[Document extract start]
The DeSantis Campaign Has a Ron Problem

It has dawned on the Republican donor class that they have bought a dead parrot.

By Charles P. Pierce
PUBLISHED: JUL 27, 2023

A now-played-out rom-com cliche is when one woman tells another, "Girlfriend, it's your boyfriend." The banjaxed campaign to make Ron DeSantis into the President of the United States has a similar problem.

Campaign, it's your candidate.

That is the obvious, insoluble problem with the whole enterprise. Ron DeSantis is a wooden, inflexible meathead who tromps on his own dick like he's trying to make dick wine out of it. He's tried to go around Trump to the right and he's fallen repeatedly on his face. It has dawned on the Republican donor class that they have bought a dead parrot. Vivek Ramaswamy is creeping up in the polls. And the former president* is leading all the contenders despite the fact that he's cracking up on social media between federal indictments. In the middle of this political morass, DeSantis is sinking like a stone. And what is strategic reboot from whoever it is that's left at the top of the campaign? You won't believe it. From Politico:

Among the changes being made were to “expose” voters to DeSantis more, said Nick Iarossi, a Florida-based lobbyist and fundraiser who was at the event. “Let Ron be Ron,” added Iarossi. “That’s what got him here. That’s what made him the leader that he is in Florida. We’re going back to our basics on all of this.”
[Document extract end]
[Listing start]
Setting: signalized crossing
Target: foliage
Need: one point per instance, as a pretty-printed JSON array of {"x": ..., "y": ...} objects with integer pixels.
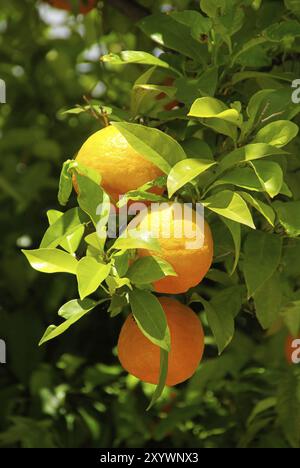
[{"x": 231, "y": 143}]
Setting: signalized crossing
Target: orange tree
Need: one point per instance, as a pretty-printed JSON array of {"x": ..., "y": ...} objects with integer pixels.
[{"x": 230, "y": 144}]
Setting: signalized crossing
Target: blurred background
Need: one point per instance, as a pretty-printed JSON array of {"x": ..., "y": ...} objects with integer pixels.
[{"x": 72, "y": 392}]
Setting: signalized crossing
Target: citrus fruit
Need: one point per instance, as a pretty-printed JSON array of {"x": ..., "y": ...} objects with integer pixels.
[
  {"x": 292, "y": 349},
  {"x": 121, "y": 167},
  {"x": 186, "y": 243},
  {"x": 141, "y": 358},
  {"x": 84, "y": 5}
]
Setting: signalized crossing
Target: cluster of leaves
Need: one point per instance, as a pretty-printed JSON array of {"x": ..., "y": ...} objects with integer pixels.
[{"x": 229, "y": 144}]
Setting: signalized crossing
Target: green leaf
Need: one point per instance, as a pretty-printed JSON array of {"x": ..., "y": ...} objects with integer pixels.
[
  {"x": 208, "y": 107},
  {"x": 150, "y": 317},
  {"x": 185, "y": 171},
  {"x": 291, "y": 317},
  {"x": 270, "y": 176},
  {"x": 278, "y": 133},
  {"x": 95, "y": 241},
  {"x": 75, "y": 306},
  {"x": 230, "y": 205},
  {"x": 166, "y": 31},
  {"x": 188, "y": 90},
  {"x": 235, "y": 230},
  {"x": 249, "y": 153},
  {"x": 134, "y": 56},
  {"x": 261, "y": 407},
  {"x": 294, "y": 6},
  {"x": 138, "y": 240},
  {"x": 262, "y": 258},
  {"x": 121, "y": 261},
  {"x": 72, "y": 241},
  {"x": 213, "y": 7},
  {"x": 65, "y": 184},
  {"x": 286, "y": 29},
  {"x": 220, "y": 313},
  {"x": 265, "y": 210},
  {"x": 73, "y": 311},
  {"x": 198, "y": 23},
  {"x": 162, "y": 378},
  {"x": 288, "y": 407},
  {"x": 51, "y": 260},
  {"x": 196, "y": 148},
  {"x": 289, "y": 216},
  {"x": 243, "y": 177},
  {"x": 65, "y": 225},
  {"x": 90, "y": 274},
  {"x": 149, "y": 269},
  {"x": 93, "y": 201},
  {"x": 156, "y": 146},
  {"x": 240, "y": 76},
  {"x": 268, "y": 300}
]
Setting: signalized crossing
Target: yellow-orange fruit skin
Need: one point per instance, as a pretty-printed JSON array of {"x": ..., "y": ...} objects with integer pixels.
[
  {"x": 84, "y": 7},
  {"x": 121, "y": 167},
  {"x": 141, "y": 358},
  {"x": 191, "y": 265}
]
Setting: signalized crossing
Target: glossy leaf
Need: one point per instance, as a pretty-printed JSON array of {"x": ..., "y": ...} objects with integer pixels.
[
  {"x": 64, "y": 226},
  {"x": 90, "y": 274},
  {"x": 134, "y": 56},
  {"x": 262, "y": 258},
  {"x": 278, "y": 133},
  {"x": 149, "y": 269},
  {"x": 150, "y": 317},
  {"x": 270, "y": 175},
  {"x": 72, "y": 311},
  {"x": 230, "y": 205},
  {"x": 185, "y": 171},
  {"x": 51, "y": 261}
]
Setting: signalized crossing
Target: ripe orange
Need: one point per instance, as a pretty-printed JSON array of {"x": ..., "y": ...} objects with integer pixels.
[
  {"x": 84, "y": 5},
  {"x": 292, "y": 349},
  {"x": 141, "y": 358},
  {"x": 120, "y": 166},
  {"x": 191, "y": 260}
]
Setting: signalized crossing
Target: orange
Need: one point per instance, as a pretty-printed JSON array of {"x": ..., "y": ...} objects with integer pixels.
[
  {"x": 191, "y": 258},
  {"x": 84, "y": 5},
  {"x": 292, "y": 349},
  {"x": 141, "y": 358},
  {"x": 121, "y": 167}
]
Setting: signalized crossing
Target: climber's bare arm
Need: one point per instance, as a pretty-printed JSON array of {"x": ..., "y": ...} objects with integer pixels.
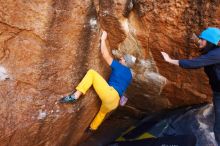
[{"x": 105, "y": 53}]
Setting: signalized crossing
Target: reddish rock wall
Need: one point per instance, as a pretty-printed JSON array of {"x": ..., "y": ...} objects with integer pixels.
[{"x": 47, "y": 46}]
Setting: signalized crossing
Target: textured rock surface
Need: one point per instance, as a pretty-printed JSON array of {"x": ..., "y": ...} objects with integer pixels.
[{"x": 47, "y": 46}]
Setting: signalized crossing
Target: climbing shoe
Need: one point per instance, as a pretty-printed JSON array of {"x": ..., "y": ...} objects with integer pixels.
[{"x": 68, "y": 99}]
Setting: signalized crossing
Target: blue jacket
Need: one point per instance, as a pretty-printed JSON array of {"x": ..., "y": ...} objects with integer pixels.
[{"x": 211, "y": 64}]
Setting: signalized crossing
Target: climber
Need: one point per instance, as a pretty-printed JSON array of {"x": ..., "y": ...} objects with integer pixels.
[
  {"x": 210, "y": 60},
  {"x": 110, "y": 92}
]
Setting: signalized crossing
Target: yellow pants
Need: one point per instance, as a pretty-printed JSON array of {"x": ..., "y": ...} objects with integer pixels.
[{"x": 108, "y": 95}]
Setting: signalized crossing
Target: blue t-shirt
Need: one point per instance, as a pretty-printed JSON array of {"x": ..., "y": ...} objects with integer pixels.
[
  {"x": 120, "y": 77},
  {"x": 211, "y": 64}
]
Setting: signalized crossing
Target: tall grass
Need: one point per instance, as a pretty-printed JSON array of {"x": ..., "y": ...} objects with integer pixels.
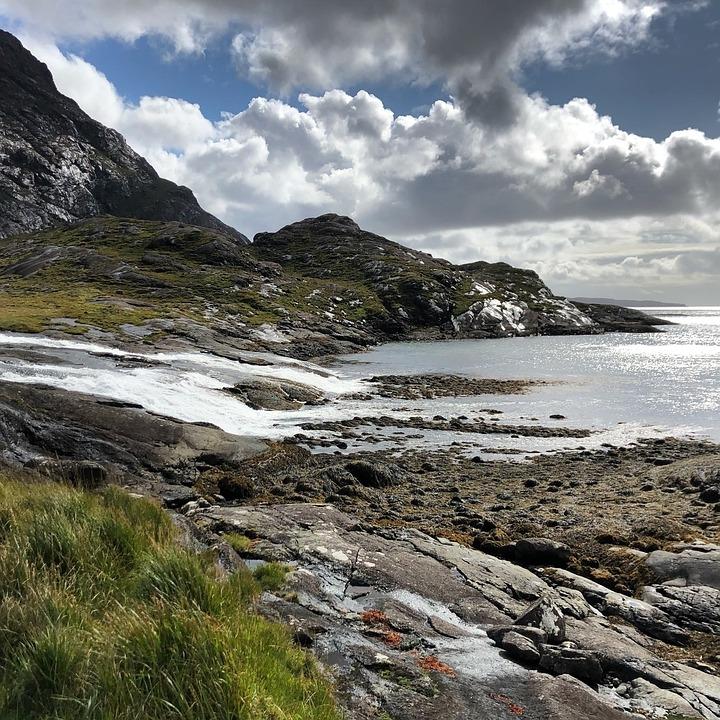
[{"x": 104, "y": 617}]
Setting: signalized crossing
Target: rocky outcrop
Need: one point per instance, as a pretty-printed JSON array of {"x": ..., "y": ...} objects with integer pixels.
[Listing end]
**Tasks and exercises**
1. Rewrite the paragraph of the column on the DeSantis campaign that begins "That is the obvious, insoluble problem" as a short bulleted list that keeps its main facts.
2. Summarize the column on the DeSantis campaign in two sentences.

**Answers to the problems**
1.
- The candidate himself is the campaign's obvious, insoluble problem.
- DeSantis is wooden and inflexible, and his repeated attempts to get around Trump on the right have failed.
- The Republican donor class has realized it bought a dead parrot.
- Vivek Ramaswamy is creeping up in the polls.
- The former president leads all contenders despite cracking up on social media between federal indictments.
- DeSantis is sinking like a stone.
- The campaign's strategic reboot is introduced through a Politico report.

2. The column argues that the DeSantis campaign's insoluble problem is the candidate himself, who has repeatedly failed trying to get around Trump on the right and is sinking while Vivek Ramaswamy rises in the polls and the former president leads despite federal indictments. According to Politico, the campaign's reboot is to expose voters to DeSantis more, with fundraiser Nick Iarossi saying, "Let Ron be Ron."